Extrait du document ▸

┌──

Et il est certain qu’elle croit reconnaître dans l’ombre d’une fin de journée, ou dans le miroir, ou sur une radiographie, le squelette, ou l’ombre, ou l’image de celle qui n’a pas survécu. « Ton visage (qui est gelé) », dit-elle à l’image qui paraît dans le miroir (p. 100). « Tes prunelles », ou « tes paupières [qui] ne savent plus se fermer », ajoute-t-elle encore (p. 101).

            Comment, dès lors, la retrouver ? Comment, dès lors, dialoguer avec elle, qui fut sa sœur, et qu’elle devine dans le miroir, ou lorsque la lumière baisse ? Il faudrait « planter ses yeux dans ce qu’on ne peut pas regarder en face », écrit Han Kang (p. 119), soleil ou mort. Attendre, et rester immobile. Espérer, peut-être, être morte pour mieux comprendre celle qui n’est plus. Et regarder les moindres signes qu’elle envoie. On comprend, dès lors, que la vie, pour Han Kang, « n’est faite – comme elle dit – que de gigantesques obsèques » (p. 133). Nous vivons au milieu des morts. Ils passent. Ils nous frôlent à chaque heure, nous demandent aide. Et nous ne les entendons pas. Nous passons. Nous fixons le vide devant nous, là où ils sont, et nous ne les regardons pas. C’est parce que nous sommes en vie qu’eux, peut-être, peuvent être en vie, encore un peu.

└──

Consignes ▸
1/ D'après l'extrait sur Han Kang, de quoi la vie est-elle faite selon elle ?
2/ Recopiez mot pour mot l'extrait sur Han Kang, de « Comment, dès lors, la » à « encore un peu. ».
Les lignes qui suivent n'ont aucun rapport avec l'extrait sur Han Kang.

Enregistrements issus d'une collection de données

┌──

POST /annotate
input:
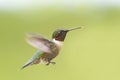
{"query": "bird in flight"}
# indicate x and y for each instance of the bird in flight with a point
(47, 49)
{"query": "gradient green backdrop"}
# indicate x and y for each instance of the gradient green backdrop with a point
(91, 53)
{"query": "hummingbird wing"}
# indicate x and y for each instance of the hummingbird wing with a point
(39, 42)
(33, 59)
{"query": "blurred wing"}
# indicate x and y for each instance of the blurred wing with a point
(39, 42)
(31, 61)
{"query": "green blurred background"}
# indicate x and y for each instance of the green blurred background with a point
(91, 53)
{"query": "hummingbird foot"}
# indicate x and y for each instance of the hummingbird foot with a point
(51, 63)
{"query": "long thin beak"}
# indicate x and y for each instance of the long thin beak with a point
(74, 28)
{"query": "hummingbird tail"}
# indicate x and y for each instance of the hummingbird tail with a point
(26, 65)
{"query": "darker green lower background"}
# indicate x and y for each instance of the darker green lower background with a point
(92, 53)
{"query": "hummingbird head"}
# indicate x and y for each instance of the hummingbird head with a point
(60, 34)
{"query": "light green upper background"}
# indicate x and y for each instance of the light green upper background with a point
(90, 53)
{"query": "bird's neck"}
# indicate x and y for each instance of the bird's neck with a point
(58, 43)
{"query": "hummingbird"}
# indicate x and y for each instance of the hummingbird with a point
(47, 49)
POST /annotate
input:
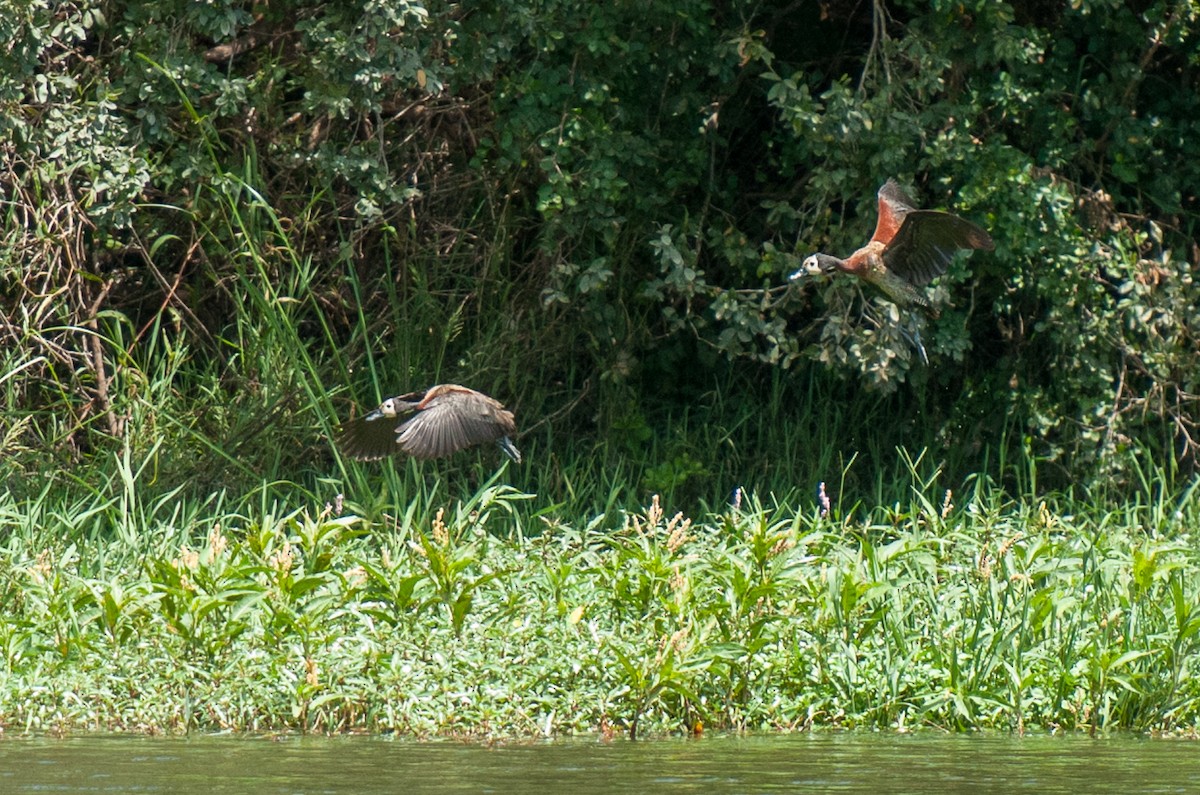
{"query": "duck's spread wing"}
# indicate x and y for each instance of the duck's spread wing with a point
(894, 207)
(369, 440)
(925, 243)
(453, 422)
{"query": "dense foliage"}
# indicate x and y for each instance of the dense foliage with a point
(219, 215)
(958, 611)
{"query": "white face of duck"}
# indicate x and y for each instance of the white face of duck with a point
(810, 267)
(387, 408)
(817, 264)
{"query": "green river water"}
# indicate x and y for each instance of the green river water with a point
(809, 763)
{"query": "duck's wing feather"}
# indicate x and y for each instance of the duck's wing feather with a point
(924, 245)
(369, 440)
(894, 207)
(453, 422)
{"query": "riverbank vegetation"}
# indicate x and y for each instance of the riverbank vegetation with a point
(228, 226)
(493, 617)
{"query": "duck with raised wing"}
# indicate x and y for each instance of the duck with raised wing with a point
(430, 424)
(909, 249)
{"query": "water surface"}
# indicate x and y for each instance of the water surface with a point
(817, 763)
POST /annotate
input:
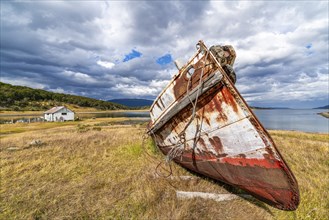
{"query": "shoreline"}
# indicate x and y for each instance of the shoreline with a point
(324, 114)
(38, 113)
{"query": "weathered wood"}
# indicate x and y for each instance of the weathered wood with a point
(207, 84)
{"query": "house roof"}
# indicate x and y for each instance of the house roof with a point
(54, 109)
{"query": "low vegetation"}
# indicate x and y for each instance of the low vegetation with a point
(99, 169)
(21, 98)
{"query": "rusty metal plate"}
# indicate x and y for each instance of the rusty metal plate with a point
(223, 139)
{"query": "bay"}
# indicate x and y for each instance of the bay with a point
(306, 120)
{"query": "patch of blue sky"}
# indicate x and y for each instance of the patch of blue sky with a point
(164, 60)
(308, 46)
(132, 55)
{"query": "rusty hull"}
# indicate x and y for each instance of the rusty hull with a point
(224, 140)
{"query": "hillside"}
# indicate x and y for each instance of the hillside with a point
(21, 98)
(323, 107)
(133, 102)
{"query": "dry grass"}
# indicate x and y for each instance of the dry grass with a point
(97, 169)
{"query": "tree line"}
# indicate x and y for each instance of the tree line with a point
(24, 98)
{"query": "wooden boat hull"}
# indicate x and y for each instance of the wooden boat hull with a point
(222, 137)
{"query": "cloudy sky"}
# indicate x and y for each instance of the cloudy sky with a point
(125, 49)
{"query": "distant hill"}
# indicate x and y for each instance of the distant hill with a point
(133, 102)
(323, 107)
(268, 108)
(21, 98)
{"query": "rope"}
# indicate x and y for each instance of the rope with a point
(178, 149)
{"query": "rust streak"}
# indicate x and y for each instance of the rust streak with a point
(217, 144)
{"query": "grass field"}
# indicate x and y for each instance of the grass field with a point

└──

Corrigé de l'exercice ▸
1/ De gigantesques obsèques.

2/
Comment, dès lors, la retrouver ? Comment, dès lors, dialoguer avec elle, qui fut sa sœur, et qu’elle devine dans le miroir, ou lorsque la lumière baisse ? Il faudrait « planter ses yeux dans ce qu’on ne peut pas regarder en face », écrit Han Kang (p. 119), soleil ou mort. Attendre, et rester immobile. Espérer, peut-être, être morte pour mieux comprendre celle qui n’est plus. Et regarder les moindres signes qu’elle envoie. On comprend, dès lors, que la vie, pour Han Kang, « n’est faite – comme elle dit – que de gigantesques obsèques » (p. 133). Nous vivons au milieu des morts. Ils passent. Ils nous frôlent à chaque heure, nous demandent aide. Et nous ne les entendons pas. Nous passons. Nous fixons le vide devant nous, là où ils sont, et nous ne les regardons pas. C’est parce que nous sommes en vie qu’eux, peut-être, peuvent être en vie, encore un peu.